> [WHAT IS BEING ASKED]
Copy every record word for word. Pictures are not part of the copy.

> [Stored data entries]
※
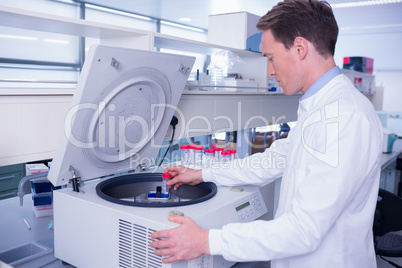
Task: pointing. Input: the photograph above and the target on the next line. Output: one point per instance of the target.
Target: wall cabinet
(35, 117)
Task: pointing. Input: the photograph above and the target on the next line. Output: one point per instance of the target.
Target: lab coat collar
(321, 82)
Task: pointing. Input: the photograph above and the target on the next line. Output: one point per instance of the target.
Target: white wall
(385, 49)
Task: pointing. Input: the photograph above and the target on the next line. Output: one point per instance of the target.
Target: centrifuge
(120, 113)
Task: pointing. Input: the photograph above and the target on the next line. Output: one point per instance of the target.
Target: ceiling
(377, 18)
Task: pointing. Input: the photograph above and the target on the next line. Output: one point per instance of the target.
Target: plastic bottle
(165, 178)
(184, 154)
(198, 155)
(232, 155)
(191, 149)
(225, 157)
(209, 158)
(218, 152)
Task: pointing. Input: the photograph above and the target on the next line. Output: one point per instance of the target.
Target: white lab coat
※
> [ANSWER SECTION]
Task: pointing. Input: the photograph above and the target on the next line. Output: one point per instance of the target.
Target: wall cabinet
(35, 117)
Task: pointing. Input: the photograph above and the target on the next line. Output: one point per instance of the target.
Target: lab coat collar
(321, 82)
Task: pointing. Input: the photograph above and the target on the next line. Output: one point per instance of the target.
Target: white wall
(385, 49)
Task: pointing. Input: the photograph above and the target on the next line. Output: one point per instance of the target.
Target: centrifuge
(120, 113)
Task: pointing. Input: the photograph above and the target on the next line. Output: one point per instance of the target.
Target: ceiling
(377, 18)
Task: pointing. Input: the photograph above and the target on the next line. Output: one point per instance of the target.
Target: plastic bottle
(165, 178)
(184, 154)
(198, 155)
(232, 155)
(191, 149)
(225, 157)
(209, 158)
(218, 152)
Task: pointing. Input: the photograph above and the target on the next line. Output: one point per instance of the target.
Target: white lab coat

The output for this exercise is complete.